__Data listing__:
▬▬▬▬▬▬▬▬▬▬
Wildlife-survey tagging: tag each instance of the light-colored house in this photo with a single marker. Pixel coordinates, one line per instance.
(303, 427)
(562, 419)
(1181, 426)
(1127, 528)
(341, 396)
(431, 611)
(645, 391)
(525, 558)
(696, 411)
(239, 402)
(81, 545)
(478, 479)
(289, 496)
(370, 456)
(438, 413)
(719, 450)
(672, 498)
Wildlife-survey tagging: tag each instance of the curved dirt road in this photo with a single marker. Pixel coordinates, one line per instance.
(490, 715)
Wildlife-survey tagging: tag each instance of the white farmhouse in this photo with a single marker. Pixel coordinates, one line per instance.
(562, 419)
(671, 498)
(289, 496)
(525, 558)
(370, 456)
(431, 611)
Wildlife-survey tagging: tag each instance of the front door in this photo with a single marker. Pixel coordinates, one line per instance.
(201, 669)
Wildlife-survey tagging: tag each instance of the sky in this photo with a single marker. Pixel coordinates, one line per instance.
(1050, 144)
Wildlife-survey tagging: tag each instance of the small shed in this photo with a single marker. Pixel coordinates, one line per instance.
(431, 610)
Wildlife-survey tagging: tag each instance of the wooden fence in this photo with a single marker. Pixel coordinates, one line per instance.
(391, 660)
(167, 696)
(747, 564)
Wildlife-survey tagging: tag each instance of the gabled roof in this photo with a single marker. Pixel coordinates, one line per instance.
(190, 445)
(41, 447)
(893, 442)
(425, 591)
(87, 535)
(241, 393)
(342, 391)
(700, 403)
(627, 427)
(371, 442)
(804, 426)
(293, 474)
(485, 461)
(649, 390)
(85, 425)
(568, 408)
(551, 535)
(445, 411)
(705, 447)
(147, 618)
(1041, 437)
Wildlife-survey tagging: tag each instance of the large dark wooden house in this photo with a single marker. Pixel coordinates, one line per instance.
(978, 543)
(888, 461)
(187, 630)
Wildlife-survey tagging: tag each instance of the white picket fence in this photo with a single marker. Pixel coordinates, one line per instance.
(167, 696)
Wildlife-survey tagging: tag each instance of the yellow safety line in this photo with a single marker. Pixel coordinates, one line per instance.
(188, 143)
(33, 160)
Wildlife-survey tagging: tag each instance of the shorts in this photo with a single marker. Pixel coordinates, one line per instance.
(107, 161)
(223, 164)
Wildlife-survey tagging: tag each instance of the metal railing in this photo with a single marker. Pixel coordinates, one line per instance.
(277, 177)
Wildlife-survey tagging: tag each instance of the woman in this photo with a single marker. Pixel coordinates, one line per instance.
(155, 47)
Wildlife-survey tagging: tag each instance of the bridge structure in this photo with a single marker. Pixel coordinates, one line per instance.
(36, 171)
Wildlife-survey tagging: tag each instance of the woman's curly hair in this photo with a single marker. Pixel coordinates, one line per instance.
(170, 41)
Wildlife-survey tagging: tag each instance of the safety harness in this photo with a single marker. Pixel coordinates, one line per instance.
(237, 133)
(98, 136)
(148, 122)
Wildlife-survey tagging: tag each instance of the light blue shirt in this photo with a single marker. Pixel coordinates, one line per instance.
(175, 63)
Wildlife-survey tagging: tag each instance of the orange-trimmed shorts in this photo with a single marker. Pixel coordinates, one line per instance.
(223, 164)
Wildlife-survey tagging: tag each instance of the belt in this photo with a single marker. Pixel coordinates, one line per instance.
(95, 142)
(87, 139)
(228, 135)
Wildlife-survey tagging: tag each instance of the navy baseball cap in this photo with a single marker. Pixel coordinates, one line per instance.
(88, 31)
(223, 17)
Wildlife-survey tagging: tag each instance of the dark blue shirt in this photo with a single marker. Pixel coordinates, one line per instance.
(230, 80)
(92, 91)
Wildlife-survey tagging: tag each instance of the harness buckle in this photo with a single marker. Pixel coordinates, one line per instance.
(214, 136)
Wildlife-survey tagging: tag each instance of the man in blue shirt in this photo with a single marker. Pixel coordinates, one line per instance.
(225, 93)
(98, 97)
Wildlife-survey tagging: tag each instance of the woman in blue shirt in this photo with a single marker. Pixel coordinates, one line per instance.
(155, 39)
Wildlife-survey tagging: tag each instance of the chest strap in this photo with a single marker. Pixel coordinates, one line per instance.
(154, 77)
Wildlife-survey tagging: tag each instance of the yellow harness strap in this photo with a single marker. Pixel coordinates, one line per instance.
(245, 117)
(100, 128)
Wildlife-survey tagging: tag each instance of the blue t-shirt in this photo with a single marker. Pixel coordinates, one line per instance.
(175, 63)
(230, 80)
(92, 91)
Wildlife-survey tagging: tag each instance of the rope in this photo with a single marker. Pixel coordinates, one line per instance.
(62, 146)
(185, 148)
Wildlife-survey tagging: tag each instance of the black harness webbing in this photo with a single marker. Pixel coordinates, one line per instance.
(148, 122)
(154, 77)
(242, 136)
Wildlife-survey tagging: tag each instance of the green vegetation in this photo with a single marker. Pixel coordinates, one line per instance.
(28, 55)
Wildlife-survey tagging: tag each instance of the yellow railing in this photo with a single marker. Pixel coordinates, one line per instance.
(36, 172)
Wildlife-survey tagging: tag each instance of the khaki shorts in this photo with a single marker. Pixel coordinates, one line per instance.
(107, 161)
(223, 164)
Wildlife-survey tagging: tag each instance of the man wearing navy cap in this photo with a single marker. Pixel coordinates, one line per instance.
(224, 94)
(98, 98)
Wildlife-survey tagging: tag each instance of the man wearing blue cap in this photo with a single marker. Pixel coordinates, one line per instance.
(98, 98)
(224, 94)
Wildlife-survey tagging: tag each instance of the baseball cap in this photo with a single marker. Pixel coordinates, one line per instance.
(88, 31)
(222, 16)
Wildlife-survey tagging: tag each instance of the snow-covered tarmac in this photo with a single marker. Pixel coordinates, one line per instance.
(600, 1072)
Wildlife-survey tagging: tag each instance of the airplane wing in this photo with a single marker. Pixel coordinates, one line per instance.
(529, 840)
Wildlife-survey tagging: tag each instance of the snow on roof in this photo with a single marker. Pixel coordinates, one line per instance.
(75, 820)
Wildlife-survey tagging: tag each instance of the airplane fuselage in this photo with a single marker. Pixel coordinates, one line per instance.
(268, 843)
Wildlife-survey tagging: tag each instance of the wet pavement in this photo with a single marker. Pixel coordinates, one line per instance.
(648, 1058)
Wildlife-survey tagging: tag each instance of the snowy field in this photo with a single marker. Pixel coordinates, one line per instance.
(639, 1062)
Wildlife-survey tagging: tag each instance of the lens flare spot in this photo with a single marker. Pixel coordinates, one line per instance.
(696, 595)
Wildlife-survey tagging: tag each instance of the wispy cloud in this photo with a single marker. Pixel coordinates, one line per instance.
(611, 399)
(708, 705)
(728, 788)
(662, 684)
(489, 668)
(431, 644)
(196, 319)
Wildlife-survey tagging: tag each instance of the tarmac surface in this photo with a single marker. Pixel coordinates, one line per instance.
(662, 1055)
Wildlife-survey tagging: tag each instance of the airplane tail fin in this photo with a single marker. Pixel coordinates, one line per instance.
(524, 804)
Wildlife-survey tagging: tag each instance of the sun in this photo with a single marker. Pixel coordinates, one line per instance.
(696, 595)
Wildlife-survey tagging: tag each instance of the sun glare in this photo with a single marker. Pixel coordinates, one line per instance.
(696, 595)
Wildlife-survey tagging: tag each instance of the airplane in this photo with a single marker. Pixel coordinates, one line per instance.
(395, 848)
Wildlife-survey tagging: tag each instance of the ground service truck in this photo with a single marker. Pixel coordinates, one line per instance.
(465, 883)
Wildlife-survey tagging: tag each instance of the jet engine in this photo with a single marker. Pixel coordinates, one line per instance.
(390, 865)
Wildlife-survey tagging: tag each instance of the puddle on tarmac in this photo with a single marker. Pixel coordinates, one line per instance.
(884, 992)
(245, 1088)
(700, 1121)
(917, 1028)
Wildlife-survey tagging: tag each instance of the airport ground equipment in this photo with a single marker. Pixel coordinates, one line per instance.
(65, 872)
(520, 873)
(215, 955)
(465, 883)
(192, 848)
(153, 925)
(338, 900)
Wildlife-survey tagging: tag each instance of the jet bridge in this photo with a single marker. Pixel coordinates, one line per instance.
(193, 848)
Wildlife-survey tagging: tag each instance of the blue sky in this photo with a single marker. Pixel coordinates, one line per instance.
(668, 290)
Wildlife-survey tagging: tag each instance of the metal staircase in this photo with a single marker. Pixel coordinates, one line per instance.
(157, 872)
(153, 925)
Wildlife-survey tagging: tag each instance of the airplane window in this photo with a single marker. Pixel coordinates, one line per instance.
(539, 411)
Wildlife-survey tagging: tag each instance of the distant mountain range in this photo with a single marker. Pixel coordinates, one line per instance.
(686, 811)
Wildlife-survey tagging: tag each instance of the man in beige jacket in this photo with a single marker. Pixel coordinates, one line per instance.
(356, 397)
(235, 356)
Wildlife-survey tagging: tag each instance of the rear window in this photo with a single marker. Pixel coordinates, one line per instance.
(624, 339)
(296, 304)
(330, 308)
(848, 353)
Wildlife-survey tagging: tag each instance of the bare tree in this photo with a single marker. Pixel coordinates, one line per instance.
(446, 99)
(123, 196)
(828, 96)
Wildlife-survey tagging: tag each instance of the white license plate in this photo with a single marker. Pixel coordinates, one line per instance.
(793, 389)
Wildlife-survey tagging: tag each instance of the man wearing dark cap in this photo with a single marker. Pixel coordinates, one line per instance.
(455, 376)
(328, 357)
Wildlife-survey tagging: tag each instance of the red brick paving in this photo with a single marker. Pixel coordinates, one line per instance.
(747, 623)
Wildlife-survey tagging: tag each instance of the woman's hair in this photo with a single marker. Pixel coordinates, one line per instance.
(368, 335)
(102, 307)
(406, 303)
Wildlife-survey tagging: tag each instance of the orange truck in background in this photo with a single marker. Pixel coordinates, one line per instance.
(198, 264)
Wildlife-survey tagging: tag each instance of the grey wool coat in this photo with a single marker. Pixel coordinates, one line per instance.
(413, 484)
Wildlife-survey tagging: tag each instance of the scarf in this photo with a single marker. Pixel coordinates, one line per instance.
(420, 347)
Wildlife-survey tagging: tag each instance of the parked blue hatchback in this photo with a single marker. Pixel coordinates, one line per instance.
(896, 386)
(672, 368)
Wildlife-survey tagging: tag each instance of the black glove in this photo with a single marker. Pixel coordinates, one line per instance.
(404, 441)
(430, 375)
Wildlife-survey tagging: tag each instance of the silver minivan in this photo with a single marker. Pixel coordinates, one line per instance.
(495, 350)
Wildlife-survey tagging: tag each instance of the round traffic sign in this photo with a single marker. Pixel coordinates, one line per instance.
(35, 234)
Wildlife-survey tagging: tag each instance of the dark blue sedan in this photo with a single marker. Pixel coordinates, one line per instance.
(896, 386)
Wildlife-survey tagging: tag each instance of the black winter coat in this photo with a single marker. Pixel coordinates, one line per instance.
▬▬▬▬▬▬▬▬▬▬
__Exercise instructions__: Reproduce verbatim the lines from the one containing "Wildlife-survey tagging: tag each instance of the blue t-shirt" through the one containing "(648, 1058)", including both endpoints.

__Answer in full__:
Wildlife-survey tagging: tag each instance of the blue t-shirt in this photo with a single marker. Pixel coordinates, one line per instance.
(175, 63)
(230, 80)
(92, 91)
Wildlife-survey tagging: tag each instance of the rope in this photo with a single marker. Pixel coordinates, one line per instance.
(62, 146)
(185, 148)
Wildlife-survey tagging: tag each instance of the black harness webbing in this photo with a single marker. Pixel coordinates, one line per instance.
(148, 122)
(154, 77)
(242, 136)
Wildlife-survey tagging: tag each instance of the green vegetation in this photo with a single marker. Pixel coordinates, one line per instance.
(28, 55)
Wildlife-survey tagging: tag each instance of the yellow railing in this photo with a single marker. Pixel coordinates, one line per instance.
(36, 172)
Wildlife-survey tagging: tag each instance of the khaki shorts in this photo with a single marker. Pixel coordinates, one line per instance.
(107, 161)
(223, 164)
Wildlife-survey tagging: tag each instance of the man wearing navy cap in this photo with a single marker. Pixel coordinates, one line per instance.
(224, 94)
(98, 98)
Wildlife-survey tagging: tag each instance of the man wearing blue cap in this photo with a single marker. Pixel coordinates, one line per instance.
(98, 98)
(224, 94)
Wildlife-survey tagging: tag each instance of the baseball cap in this photo with a single marker. Pixel coordinates, one line per instance.
(88, 31)
(222, 16)
Wildlife-survey tagging: tag each instance of the snow-covered tarmac in this photo with a single marker. Pixel coordinates, one line per instance.
(600, 1072)
Wildlife-survey tagging: tag each instance of the airplane wing in this photo with a single marker. Pixel coordinates, one line per instance.
(529, 840)
Wildlife-survey tagging: tag each instance of the snow on roof in this photo with a single marker. Pixel coordinates, one line per instance.
(75, 820)
Wildlife-survey tagging: tag each instance of the airplane fuselage in this photo with a single marker. Pixel coordinates, one line per instance.
(268, 843)
Wildlife-survey tagging: tag each instance of the wet pavement in this photo with a single marker. Pixel coordinates, one line per instance.
(648, 1058)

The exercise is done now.